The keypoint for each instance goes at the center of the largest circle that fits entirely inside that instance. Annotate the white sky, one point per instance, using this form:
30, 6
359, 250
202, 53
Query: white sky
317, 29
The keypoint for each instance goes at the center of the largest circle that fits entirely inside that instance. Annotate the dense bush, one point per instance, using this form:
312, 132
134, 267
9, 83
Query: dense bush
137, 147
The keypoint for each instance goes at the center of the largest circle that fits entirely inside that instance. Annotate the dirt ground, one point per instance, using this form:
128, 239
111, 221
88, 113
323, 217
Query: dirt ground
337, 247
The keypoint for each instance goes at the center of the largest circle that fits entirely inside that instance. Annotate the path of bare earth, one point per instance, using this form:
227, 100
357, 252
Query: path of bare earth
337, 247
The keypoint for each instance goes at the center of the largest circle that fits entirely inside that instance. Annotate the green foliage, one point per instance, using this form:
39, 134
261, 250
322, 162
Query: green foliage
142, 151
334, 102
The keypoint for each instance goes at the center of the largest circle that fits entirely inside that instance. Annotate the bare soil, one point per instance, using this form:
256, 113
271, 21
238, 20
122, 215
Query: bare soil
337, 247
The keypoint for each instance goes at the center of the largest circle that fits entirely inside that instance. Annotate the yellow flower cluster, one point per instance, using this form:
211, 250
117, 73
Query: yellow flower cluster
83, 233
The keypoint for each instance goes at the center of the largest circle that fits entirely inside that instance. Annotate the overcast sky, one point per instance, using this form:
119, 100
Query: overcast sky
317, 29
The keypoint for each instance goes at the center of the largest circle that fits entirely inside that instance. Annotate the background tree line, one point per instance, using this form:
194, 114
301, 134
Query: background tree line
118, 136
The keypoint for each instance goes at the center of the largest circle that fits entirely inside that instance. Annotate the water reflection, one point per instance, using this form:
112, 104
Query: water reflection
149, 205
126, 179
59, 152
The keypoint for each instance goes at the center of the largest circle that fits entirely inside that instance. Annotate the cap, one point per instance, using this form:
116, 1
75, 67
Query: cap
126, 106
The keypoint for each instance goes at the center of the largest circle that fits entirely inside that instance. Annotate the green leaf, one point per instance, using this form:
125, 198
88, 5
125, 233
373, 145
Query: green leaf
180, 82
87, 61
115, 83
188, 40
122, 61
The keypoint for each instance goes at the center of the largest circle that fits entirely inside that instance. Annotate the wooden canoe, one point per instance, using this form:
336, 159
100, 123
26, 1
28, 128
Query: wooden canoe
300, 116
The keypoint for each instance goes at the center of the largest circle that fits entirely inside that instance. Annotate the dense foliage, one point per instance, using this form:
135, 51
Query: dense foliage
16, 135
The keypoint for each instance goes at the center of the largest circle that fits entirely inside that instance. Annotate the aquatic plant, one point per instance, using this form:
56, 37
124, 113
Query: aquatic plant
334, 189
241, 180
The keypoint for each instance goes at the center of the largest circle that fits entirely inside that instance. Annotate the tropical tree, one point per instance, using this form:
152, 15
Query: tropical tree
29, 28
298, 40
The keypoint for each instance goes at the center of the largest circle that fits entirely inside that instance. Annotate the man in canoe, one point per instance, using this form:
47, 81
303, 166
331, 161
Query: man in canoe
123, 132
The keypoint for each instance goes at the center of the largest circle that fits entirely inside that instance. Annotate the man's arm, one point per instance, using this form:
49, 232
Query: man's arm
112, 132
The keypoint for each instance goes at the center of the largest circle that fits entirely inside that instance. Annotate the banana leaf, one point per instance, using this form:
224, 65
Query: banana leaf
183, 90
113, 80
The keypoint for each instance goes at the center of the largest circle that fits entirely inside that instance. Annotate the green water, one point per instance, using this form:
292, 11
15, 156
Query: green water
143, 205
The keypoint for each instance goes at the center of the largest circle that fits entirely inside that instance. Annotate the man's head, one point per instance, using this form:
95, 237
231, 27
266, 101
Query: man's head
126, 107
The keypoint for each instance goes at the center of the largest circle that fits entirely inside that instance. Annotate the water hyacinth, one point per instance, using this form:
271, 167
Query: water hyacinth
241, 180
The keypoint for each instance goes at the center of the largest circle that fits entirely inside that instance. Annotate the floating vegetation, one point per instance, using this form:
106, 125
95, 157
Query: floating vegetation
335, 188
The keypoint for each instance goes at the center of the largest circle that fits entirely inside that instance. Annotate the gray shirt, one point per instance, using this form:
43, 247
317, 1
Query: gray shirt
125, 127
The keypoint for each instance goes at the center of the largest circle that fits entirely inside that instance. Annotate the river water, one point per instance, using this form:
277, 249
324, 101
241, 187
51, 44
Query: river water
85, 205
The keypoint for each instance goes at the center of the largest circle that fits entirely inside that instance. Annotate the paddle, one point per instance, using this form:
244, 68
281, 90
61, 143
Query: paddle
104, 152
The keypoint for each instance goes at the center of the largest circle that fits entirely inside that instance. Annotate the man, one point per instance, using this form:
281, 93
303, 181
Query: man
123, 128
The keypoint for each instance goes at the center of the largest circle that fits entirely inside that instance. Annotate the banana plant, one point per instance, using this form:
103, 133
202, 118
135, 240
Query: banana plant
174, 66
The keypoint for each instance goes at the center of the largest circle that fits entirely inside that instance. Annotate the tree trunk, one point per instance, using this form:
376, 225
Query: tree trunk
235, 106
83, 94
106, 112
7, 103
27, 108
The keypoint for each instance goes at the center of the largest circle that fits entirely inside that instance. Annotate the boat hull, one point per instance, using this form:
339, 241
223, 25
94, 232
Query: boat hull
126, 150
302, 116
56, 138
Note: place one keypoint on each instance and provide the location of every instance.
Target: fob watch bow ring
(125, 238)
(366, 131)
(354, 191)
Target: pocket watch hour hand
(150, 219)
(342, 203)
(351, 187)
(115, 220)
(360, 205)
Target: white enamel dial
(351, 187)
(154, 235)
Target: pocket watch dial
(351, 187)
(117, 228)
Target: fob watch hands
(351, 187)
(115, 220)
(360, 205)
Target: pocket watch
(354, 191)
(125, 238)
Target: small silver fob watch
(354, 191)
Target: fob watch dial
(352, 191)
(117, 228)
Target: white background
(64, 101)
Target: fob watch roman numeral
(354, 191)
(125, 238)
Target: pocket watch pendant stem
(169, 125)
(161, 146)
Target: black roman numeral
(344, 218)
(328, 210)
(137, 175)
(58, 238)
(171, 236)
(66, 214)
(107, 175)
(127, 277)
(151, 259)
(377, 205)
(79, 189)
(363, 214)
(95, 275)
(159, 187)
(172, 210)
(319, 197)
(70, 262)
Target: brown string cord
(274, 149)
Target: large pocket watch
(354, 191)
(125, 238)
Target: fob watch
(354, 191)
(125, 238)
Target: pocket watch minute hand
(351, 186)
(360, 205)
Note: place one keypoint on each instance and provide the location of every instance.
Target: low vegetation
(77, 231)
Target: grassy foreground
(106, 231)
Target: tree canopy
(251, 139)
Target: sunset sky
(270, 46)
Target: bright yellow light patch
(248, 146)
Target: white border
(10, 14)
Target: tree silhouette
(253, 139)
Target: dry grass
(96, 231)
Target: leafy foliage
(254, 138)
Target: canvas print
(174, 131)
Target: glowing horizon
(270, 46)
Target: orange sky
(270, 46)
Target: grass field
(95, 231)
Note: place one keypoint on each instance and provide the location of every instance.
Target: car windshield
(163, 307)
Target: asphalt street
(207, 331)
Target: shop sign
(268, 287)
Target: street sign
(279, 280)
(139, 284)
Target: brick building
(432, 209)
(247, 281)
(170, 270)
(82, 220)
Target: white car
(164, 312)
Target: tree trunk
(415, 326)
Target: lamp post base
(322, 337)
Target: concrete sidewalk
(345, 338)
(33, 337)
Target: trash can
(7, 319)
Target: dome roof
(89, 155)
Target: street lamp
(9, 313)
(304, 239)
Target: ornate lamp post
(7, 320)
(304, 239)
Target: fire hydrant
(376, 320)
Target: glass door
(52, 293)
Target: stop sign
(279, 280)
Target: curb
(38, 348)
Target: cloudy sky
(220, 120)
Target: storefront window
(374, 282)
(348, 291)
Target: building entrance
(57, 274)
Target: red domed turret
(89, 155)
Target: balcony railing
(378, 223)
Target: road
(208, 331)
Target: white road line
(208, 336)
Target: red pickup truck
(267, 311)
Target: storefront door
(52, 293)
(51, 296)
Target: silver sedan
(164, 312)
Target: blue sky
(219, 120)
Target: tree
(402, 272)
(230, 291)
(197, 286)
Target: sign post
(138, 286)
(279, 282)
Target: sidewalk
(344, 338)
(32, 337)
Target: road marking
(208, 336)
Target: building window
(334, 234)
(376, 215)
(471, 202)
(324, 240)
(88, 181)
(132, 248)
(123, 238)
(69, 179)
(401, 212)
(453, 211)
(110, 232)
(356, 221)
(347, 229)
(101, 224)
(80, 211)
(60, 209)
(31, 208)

» PROBLEM
Retype the line containing "Target: red pickup truck" and each line after it through the end of the listing, exactly, leaving out everything else.

» SOLUTION TO THIS EXERCISE
Target: red pickup truck
(267, 311)
Target: storefront door
(52, 293)
(51, 296)
Target: silver sedan
(164, 312)
Target: blue sky
(219, 120)
Target: tree
(402, 272)
(230, 291)
(197, 286)
Target: sign post
(138, 286)
(279, 282)
Target: sidewalk
(344, 338)
(32, 337)
Target: road marking
(208, 336)
Target: building window
(334, 234)
(376, 215)
(471, 202)
(324, 240)
(88, 181)
(132, 248)
(123, 238)
(69, 179)
(401, 212)
(453, 211)
(110, 232)
(356, 221)
(347, 229)
(101, 224)
(80, 211)
(60, 209)
(31, 208)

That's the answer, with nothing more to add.